__Given request__:
Identify every line in the records below that contains the word "dome", and copy each of those lines.

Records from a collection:
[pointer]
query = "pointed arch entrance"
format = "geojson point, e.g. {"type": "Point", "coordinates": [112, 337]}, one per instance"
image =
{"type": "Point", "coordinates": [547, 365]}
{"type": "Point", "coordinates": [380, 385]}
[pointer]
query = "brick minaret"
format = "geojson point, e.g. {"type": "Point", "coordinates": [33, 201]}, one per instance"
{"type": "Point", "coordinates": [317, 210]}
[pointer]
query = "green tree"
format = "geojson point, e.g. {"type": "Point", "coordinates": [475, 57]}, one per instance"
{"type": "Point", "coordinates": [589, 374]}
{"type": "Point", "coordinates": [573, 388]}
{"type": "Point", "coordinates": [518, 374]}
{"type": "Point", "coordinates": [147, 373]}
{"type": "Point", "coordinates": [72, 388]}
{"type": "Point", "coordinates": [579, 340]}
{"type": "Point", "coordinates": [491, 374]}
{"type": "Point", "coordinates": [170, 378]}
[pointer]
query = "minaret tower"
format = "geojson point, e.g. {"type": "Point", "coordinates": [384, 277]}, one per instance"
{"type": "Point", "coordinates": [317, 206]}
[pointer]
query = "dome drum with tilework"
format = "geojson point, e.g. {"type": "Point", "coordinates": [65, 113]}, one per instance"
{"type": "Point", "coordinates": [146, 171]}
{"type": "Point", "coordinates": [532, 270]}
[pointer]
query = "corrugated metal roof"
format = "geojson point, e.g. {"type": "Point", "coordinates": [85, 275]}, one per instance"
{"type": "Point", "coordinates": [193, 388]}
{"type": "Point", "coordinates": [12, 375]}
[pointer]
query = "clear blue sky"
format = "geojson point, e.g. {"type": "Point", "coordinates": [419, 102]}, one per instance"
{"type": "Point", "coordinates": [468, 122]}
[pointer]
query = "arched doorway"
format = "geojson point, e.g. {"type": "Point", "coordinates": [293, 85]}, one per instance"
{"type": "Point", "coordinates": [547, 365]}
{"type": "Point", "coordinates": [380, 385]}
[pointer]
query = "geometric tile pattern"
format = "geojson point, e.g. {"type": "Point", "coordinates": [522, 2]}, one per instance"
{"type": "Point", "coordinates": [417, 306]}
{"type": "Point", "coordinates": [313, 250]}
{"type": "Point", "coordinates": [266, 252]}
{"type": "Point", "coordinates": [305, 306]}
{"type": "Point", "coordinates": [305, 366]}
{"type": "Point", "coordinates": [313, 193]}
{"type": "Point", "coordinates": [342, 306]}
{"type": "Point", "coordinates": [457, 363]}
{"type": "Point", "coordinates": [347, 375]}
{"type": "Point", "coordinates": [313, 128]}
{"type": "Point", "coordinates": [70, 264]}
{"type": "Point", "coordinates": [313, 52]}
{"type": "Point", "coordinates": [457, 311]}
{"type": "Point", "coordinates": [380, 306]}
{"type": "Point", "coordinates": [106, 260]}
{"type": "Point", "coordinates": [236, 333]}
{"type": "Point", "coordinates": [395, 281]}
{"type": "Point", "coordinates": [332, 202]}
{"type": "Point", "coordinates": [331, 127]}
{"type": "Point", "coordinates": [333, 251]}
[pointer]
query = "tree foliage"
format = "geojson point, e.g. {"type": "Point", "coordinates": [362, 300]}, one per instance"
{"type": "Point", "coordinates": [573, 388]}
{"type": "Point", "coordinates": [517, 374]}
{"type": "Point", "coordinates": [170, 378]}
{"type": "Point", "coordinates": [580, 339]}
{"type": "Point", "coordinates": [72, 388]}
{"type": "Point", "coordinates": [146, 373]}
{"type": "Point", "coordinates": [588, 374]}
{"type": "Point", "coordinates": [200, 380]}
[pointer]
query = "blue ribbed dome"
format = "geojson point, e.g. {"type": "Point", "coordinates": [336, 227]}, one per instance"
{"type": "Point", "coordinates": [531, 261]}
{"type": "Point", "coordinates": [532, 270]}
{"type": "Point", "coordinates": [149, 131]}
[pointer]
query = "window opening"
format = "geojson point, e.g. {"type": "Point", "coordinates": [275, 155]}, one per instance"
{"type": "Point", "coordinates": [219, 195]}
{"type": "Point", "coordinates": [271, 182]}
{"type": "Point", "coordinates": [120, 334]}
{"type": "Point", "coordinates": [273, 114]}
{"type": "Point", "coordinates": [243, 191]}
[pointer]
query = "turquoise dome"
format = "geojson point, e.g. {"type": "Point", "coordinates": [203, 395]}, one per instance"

__Output__:
query = "dome drum with tilework"
query = "blue ribbed dome"
query = "turquoise dome"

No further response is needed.